Avant de terminer, je voudrais paraphraser l’ancien Président sénégalais, M. Abdou Diouf, aujourd’hui Secrétaire général de la Francophonie qui déclarait récemment : « A quoi sert cette liberté de la presse si les journalistes n’ont pas les moyens de s’en servir ? Si leur condition matérielle est si déplorable, si indigne, qu’ils sont vulnérables à toutes les tentations et à toutes les manipulations, qu’ils ne disposent pas des moyens matériels d’aller, en tout indépendance et en toute sécurité, chercher l’information et la vérifier ». Tel est malheureusement le tableau sombre de la situation qui prévaut.
La grande précarité matérielle des professionnels de l’information et des médias qui les emploient est à la base de plusieurs dérives constatées, et constitue un des défis majeurs à lever pour un engagement conséquent des médias dans la construction de la paix dans les Grands Lacs.
Je vous remercie.
- Comment renforcer la position des médias dans le dispositif de la Conférence internationale sur la paix et la sécurité dans les Grands Lacs ?

#####

- TRAVAIL À FAIRE:
[1] Restituez le passage de l'intervention allant de « Avant de terminer, je » jusqu'à « les Grands Lacs. ».
[2] D'après l'intervention, quelle fonction Abdou Diouf occupe-t-il aujourd'hui ?
[3] Relevez tous les noms propres de personnes, d'organisations et de lieux qui figurent dans l'intervention.
Les données ne servent à rien pour ce travail.

- EXTRAIT DE SOURCE:
#####

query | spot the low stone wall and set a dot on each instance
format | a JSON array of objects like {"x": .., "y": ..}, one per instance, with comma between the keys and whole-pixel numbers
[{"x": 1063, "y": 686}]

#####

- RÉSULTATS DE L'EXERCICE:
[1]
Avant de terminer, je voudrais paraphraser l’ancien Président sénégalais, M. Abdou Diouf, aujourd’hui Secrétaire général de la Francophonie qui déclarait récemment : « A quoi sert cette liberté de la presse si les journalistes n’ont pas les moyens de s’en servir ? Si leur condition matérielle est si déplorable, si indigne, qu’ils sont vulnérables à toutes les tentations et à toutes les manipulations, qu’ils ne disposent pas des moyens matériels d’aller, en tout indépendance et en toute sécurité, chercher l’information et la vérifier ». Tel est malheureusement le tableau sombre de la situation qui prévaut.
La grande précarité matérielle des professionnels de l’information et des médias qui les emploient est à la base de plusieurs dérives constatées, et constitue un des défis majeurs à lever pour un engagement conséquent des médias dans la construction de la paix dans les Grands Lacs.

[2] Il est Secrétaire général de la Francophonie.

[3]
Abdou Diouf
la Francophonie
les Grands Lacs
la Conférence internationale sur la paix et la sécurité dans les Grands Lacs